(Task statement) List each line in the rows below that contains the word "officer".

----- Data for processing -----

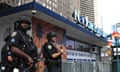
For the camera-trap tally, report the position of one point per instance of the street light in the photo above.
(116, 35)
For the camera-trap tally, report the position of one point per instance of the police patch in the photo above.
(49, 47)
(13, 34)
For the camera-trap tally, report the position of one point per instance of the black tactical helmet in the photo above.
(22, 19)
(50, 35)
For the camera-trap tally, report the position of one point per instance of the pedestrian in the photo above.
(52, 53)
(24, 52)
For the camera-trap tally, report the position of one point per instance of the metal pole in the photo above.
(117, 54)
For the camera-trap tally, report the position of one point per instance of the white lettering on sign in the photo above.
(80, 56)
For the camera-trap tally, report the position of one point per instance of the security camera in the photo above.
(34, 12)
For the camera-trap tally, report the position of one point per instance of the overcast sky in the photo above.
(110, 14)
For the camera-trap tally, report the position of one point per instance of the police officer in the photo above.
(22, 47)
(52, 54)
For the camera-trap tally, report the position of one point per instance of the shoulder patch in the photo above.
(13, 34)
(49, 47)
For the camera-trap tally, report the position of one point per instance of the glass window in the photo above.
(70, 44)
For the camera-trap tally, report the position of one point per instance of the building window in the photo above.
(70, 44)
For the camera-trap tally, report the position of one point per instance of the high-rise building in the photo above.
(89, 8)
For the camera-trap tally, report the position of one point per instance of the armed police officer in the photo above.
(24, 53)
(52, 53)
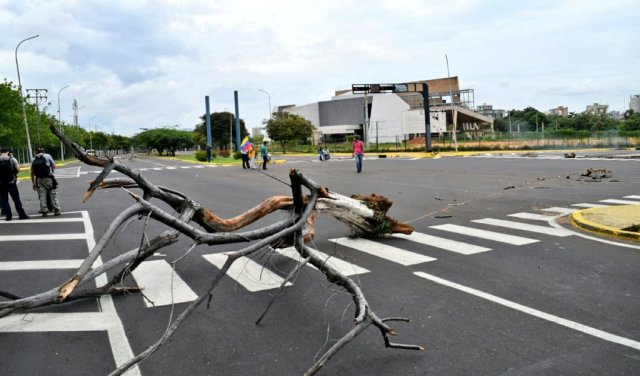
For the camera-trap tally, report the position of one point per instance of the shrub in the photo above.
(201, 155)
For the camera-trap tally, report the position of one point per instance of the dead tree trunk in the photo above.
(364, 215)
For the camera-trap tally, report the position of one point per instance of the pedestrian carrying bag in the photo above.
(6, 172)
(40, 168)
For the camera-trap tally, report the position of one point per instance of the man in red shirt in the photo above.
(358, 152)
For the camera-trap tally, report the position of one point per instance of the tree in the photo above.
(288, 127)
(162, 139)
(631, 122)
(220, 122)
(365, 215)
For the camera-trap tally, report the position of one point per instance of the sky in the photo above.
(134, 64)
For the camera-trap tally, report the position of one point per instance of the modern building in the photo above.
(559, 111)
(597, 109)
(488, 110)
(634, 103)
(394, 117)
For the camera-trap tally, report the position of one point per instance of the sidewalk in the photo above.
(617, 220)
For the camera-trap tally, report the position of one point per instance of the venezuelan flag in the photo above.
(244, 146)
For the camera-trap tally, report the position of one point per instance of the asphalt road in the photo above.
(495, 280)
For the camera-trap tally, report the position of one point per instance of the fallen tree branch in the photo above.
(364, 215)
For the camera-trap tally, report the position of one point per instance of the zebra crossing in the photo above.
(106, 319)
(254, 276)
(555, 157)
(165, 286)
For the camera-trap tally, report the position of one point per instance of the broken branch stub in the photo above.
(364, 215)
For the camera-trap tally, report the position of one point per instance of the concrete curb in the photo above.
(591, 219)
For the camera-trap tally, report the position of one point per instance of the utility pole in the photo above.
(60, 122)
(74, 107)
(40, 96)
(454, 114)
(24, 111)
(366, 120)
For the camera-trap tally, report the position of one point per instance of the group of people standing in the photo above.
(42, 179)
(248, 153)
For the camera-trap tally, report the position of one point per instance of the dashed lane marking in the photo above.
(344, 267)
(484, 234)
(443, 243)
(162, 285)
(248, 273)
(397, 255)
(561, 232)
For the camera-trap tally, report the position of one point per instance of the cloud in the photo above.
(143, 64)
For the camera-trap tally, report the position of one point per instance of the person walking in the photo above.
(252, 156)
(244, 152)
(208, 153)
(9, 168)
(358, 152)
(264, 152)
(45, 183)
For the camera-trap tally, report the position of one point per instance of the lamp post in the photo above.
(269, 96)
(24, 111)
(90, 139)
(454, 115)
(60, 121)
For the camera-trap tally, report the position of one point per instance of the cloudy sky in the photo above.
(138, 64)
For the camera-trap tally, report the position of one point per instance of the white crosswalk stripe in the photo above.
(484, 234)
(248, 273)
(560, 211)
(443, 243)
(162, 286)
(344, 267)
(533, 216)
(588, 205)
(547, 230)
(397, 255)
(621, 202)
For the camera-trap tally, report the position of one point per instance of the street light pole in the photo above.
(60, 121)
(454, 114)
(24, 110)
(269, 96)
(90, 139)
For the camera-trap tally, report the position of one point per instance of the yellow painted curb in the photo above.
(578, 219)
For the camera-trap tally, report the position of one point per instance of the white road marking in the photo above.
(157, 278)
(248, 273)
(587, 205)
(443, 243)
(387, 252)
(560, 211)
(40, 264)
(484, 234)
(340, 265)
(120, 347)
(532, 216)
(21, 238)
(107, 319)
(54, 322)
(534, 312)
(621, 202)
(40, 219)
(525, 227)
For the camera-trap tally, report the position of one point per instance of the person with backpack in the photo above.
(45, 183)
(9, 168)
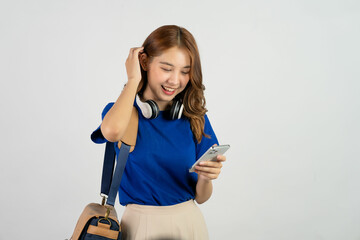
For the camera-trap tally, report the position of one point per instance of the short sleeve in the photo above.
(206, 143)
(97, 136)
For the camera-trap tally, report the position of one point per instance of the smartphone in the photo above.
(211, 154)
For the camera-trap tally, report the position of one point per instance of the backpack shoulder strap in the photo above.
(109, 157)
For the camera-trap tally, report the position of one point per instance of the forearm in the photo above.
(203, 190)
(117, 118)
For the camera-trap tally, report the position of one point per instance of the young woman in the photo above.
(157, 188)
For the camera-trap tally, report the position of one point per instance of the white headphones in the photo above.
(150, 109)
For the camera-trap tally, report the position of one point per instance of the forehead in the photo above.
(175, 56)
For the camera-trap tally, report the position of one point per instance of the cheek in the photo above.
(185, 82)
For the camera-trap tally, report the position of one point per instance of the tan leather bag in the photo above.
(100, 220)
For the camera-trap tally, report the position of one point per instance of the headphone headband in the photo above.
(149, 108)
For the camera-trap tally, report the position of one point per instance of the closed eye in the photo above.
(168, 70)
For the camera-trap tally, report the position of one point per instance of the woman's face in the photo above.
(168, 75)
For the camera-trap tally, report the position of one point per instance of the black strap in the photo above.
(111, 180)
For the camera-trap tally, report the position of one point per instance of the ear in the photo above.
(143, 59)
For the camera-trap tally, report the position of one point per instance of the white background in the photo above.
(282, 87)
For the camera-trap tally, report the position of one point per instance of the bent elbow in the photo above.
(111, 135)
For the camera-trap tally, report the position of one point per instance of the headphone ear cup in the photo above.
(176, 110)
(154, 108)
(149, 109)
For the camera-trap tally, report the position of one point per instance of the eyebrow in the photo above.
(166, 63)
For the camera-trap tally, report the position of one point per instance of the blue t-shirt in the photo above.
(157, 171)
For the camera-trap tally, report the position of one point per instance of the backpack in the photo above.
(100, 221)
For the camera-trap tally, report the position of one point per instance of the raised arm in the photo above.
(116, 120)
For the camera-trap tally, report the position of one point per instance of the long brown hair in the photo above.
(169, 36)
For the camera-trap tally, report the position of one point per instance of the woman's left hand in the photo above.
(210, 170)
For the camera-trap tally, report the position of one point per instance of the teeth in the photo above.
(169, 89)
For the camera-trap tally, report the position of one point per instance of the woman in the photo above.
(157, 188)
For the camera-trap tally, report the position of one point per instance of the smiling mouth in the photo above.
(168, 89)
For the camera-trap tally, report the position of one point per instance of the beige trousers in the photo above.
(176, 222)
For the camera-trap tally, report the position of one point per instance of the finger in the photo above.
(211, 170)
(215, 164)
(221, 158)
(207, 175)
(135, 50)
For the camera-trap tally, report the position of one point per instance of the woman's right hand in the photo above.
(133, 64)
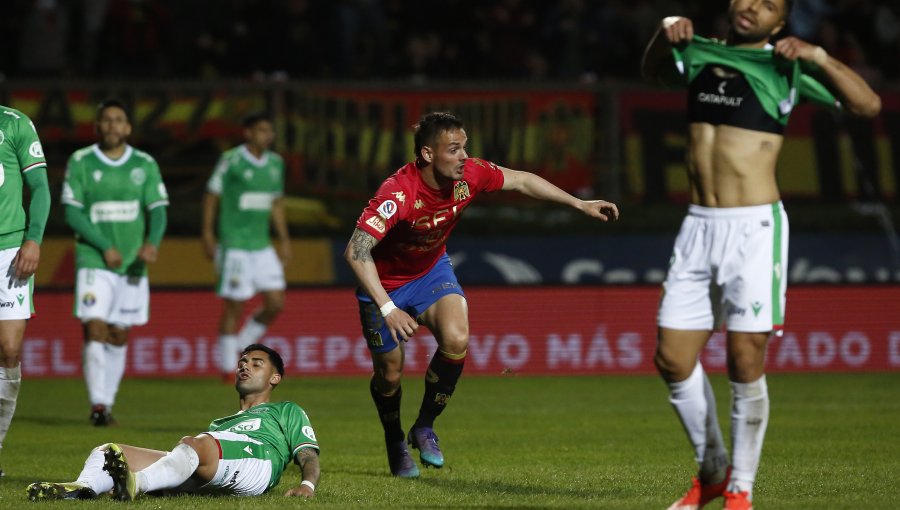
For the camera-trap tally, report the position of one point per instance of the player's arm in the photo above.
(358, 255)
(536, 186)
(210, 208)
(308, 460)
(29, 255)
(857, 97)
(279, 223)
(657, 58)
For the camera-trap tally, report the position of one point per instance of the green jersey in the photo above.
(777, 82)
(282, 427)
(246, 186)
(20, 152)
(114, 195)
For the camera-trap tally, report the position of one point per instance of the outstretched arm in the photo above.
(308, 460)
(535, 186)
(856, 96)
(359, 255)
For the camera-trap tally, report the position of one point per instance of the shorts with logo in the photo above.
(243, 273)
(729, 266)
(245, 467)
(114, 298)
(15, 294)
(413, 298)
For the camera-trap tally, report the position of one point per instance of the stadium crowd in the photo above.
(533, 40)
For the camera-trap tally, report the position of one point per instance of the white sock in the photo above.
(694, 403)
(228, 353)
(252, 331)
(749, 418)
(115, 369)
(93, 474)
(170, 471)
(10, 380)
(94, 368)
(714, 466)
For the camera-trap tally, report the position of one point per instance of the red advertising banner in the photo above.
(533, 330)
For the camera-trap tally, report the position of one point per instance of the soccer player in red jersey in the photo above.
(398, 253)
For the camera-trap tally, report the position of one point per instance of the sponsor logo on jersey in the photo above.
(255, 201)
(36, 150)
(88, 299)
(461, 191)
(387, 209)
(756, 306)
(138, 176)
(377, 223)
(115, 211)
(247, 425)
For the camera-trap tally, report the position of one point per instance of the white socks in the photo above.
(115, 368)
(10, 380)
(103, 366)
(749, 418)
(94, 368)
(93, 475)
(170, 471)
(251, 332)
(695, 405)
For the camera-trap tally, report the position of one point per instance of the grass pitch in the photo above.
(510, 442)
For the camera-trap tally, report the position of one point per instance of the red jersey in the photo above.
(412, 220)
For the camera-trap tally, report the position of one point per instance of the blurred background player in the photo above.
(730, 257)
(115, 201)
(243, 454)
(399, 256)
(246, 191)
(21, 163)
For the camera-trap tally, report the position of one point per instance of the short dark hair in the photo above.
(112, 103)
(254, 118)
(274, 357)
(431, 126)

-----
----- Data for processing -----

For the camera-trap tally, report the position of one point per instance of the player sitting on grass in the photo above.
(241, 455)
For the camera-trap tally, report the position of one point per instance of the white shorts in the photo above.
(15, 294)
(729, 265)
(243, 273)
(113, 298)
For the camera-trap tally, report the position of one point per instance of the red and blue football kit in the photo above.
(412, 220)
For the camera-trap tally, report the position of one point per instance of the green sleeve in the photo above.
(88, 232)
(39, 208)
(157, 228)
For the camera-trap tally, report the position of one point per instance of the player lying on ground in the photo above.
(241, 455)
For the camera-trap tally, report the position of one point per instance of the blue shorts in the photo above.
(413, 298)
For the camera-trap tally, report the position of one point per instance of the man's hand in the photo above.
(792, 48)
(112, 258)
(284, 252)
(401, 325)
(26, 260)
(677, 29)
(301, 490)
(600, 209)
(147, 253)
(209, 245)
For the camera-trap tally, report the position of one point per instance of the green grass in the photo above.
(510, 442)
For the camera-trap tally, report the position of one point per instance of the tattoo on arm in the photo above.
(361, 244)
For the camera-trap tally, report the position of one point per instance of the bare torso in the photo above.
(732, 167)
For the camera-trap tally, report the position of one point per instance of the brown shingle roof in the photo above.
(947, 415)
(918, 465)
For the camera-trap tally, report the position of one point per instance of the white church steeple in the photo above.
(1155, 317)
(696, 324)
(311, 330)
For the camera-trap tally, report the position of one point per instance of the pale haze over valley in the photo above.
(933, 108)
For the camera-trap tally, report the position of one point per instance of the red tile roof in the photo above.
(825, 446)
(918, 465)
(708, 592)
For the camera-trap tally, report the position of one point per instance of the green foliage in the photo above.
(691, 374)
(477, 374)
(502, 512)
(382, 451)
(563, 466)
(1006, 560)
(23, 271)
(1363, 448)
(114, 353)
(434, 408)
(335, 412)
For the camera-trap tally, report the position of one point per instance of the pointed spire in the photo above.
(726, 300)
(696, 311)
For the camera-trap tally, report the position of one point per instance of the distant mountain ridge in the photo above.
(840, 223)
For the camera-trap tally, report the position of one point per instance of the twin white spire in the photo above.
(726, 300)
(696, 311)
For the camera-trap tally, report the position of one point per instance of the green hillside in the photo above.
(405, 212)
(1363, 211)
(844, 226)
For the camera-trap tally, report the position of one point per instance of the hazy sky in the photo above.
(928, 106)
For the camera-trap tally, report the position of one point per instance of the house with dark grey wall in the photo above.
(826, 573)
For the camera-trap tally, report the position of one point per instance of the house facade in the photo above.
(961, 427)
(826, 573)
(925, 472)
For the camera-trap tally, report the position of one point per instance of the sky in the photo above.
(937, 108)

-----

(Solution to this exercise)
For the camera-trap tally, report the position of one point per instance of the police officer in the photo above.
For the camera-trap tally, report the position of one point per instance of the armed police officer in the photo above.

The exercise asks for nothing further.